EXTRACT TO READ ::

Updated June 2021
After a decline in 2018 and 2019, average daily production of marketable natural gas in Alberta stabilized in 2020 at 288 million cubic metres per day (106 m3/d) or 10.2 billion cubic feet per day (Bcf/d). Flat production levels for the year were the result of declines in conventional gas production and increases in production from unconventional sources.
By 2030, marketable natural gas production is expected to increase by 2.4 106 m3/d (0.1 Bcf/d). Rapid production increases are expected across the Foothills Front and Northwestern regions of the province (Petroleum Services Association of Canada [PSAC] areas 2 and 7). A small increase in gas production from oil wells is also projected. Meanwhile, production declines are expected across most other regions of the province.
Figure S5.1 shows Alberta’s average daily marketable gas production by source and PSAC area.
Table S5.1 shows Alberta’s average daily marketable natural gas production and number of new wells placed on production by year.
Marketable Gas Production in 2020
Figure S5.2 shows Alberta’s average daily production of marketable gas and the number of new producing wells.
Total conventional gas production—defined here as all gas production excluding coalbed methane (CBM) and shale gas—declined by 0.3 per cent in 2020. Shale gas production increased 9 per cent from 2019. Coalbed methane production also increased slightly in 2020, after a decade of consistent declines.
Forecast for 2021 to 2030
Three trends are expected to continue over the forecast:
- Gas producers target the most productive plays in the province. This means there will be fewer new wells than are historically needed to maintain production levels.
- Liquids-rich plays attract the most attention given their profitability. Generally, this will mean higher natural gas liquids (NGLs) in the raw gas stream.
- Consolidation of operations is likely to progress as producers seek ways to optimize infrastructure use and reduce operating and capital costs.

SUPPLIED ENTRIES ::
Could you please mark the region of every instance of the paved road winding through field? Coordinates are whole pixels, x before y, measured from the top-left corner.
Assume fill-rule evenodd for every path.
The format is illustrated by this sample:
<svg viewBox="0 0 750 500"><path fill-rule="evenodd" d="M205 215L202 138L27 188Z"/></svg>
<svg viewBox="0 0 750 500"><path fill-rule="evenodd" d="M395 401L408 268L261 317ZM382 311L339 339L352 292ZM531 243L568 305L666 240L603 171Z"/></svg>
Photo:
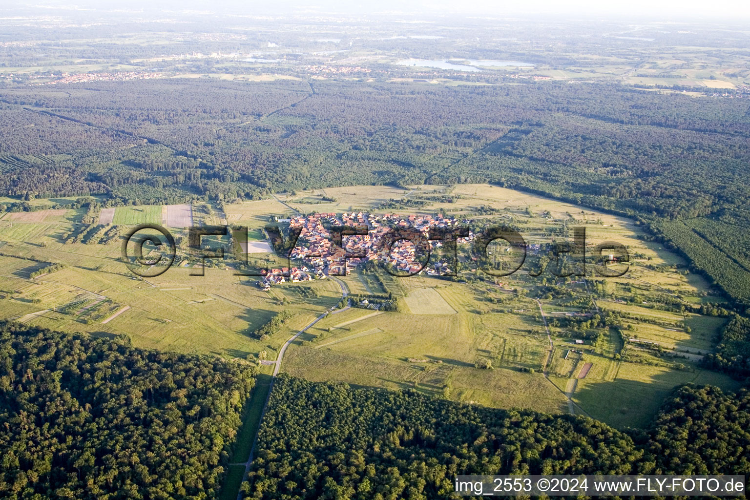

WHAT YOU ARE ASKED TO DO :: Please continue the Alberta natural gas production overview from the point where it stops, after the material.

REPLY ::
Given these trends, most new natural gas wells in Alberta are expected to come on line in the Foothills Front, Central (including shale gas), and Northwestern regions (PSAC areas 2, 5, and 7). Despite an anticipated surge in new wells placed on production, marketable gas production in Alberta is forecasted to increase only slightly by 2030. Production of new wells in these areas narrowly offsets decline rates across other regions of the province.
Oil Sands Gas Production and Use
Oil sands operations produce process gas and produced gas. Process gas is produced during bitumen upgrading, meaning its composition varies by process (e.g., coking vs. hydrocracking). Produced gas is raw natural gas from bitumen wells, and its composition varies by the source formation. Production trends for these gas sources are driven by bitumen production and upgrading.
Figure S5.3 shows the average daily gas production from bitumen upgrading and wells.
Oil sands operators use process gas and produced gas for fuel and feedstock to generate electricity, steam and hot water for on-site operations, and hydrogen for upgrading units. Process gas is also sent to processing facilities for the removal of high-value liquids.
Operators also purchase large quantities of natural gas from external sources—termed “purchased gas”—for use in their operations. In fact, oil sands operations account for almost one-third of total natural gas consumption in Alberta (excluding gas used for cogeneration).
Figure S5.4 shows Alberta’s total purchased, processed, and produced gas for oil sands operations.
Oil Sands Gas Use
Gas use by the oil sands sector declined by two per cent from 2019, reaching 96.8 106 m3/d (3.4 Bcf/d. This decline reflected lower output from all oil sands operations due to low crude oil prices resulting from the COVID-19 pandemic.
Forecast for 2021 to 2030
Oil sands gas use is expected to reach 129.4 106 m3/d (4.6 Bcf/d) by 2030, a 34 per cent increase from 2020. Although total gas use increases in line with bitumen production, the bulk of the incremental gas use is gas purchased for in situ bitumen recovery and electricity cogeneration. In situ operations account for most of the bitumen production increases in the forecast, followed by increasing investments from oil sands operators on cogeneration facilities.
Table S5.2 shows the average use rates of purchased gas for oil sands operations in 2020.